**Exercise data:**
◇ ◇ ◇

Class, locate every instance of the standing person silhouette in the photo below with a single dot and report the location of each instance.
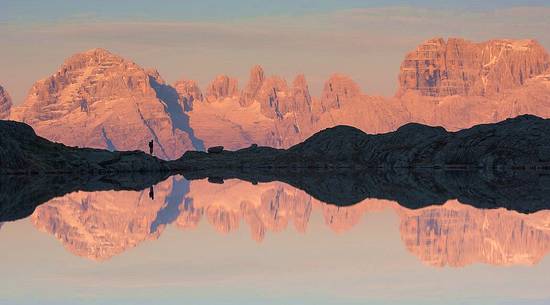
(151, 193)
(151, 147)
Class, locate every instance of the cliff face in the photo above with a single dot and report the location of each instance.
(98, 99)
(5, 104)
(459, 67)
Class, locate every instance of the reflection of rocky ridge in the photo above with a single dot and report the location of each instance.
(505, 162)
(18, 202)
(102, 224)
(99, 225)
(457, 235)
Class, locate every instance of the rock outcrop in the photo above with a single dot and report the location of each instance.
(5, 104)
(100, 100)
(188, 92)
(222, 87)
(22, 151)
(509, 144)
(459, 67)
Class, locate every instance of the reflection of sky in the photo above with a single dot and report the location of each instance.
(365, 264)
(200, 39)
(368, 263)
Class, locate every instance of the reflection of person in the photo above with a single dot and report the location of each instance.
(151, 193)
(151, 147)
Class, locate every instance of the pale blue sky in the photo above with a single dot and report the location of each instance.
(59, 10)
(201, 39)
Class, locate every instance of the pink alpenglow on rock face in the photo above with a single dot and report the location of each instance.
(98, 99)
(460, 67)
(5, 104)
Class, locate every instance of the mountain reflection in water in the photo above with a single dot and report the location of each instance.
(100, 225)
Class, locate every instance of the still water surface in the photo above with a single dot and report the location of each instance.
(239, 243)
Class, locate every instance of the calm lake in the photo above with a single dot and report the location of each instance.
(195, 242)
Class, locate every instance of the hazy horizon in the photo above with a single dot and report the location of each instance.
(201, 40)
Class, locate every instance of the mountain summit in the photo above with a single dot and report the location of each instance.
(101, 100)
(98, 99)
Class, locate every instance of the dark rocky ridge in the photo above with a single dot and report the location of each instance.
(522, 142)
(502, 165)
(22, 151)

◇ ◇ ◇

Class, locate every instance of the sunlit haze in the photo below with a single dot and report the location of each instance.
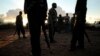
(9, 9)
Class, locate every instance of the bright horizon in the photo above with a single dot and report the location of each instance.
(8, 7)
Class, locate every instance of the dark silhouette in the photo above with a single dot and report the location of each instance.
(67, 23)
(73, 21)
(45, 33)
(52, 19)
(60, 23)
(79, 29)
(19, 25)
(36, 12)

◇ ◇ ◇

**Problem details:** Show each line of the rows above that contains the string "rocky". Matching is case-sensitive.

**Solution for this task:**
Class, locate every instance of the reflection of rocky ridge in the photo above with a single dot and report the location of each instance.
Class, locate every instance of the dark rocky ridge in the photo above with a single dot and report the location of each instance.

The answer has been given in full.